[Saved entries]
····················

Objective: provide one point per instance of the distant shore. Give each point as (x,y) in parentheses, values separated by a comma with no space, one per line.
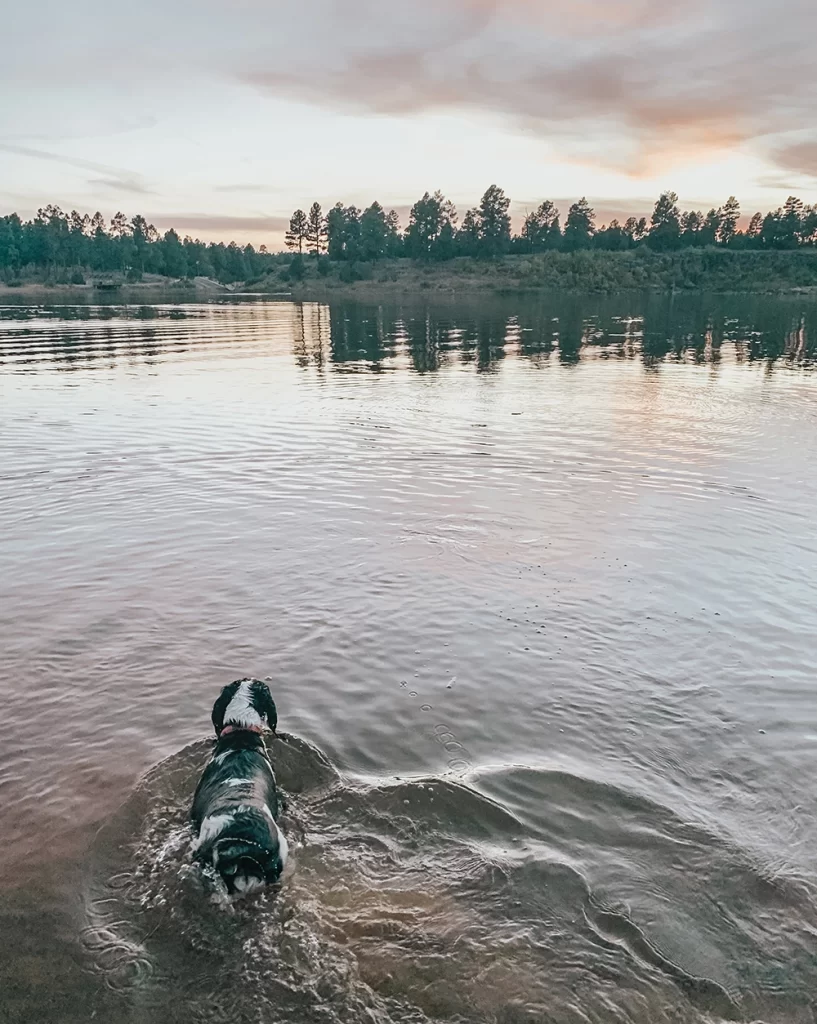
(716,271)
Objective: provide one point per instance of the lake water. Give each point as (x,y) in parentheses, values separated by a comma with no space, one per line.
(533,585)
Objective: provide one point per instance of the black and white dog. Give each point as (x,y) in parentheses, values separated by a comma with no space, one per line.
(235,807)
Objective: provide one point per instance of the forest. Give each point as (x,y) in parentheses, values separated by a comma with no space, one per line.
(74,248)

····················

Description of the task | Please rewrite all of the records above as a two-column CSV with the header "prompt" and "answer", one row per record. Quote each field, turn line breaks into spaces, and omit the pictures.

Output of the task |
prompt,answer
"Objective: provide one point per instance of the distant shore. Give each point as (x,y) in parentheses, values separated by a comma with no space, one per line.","(716,271)"
"Objective: provide one point per instance of the lake water. Give each point as (x,y) in parentheses, values separated by a comma with no space, one per line.","(533,585)"
"Objective: provide one point per instance of the black and white dog. Give each point as (x,y) in parentheses, values separated by a comma with no space, one per line.","(235,807)"
"Objective: provide one point per instance of the forest. Give each point as (x,y) in parentheses, values separated by a comma with no space, one per line.","(74,248)"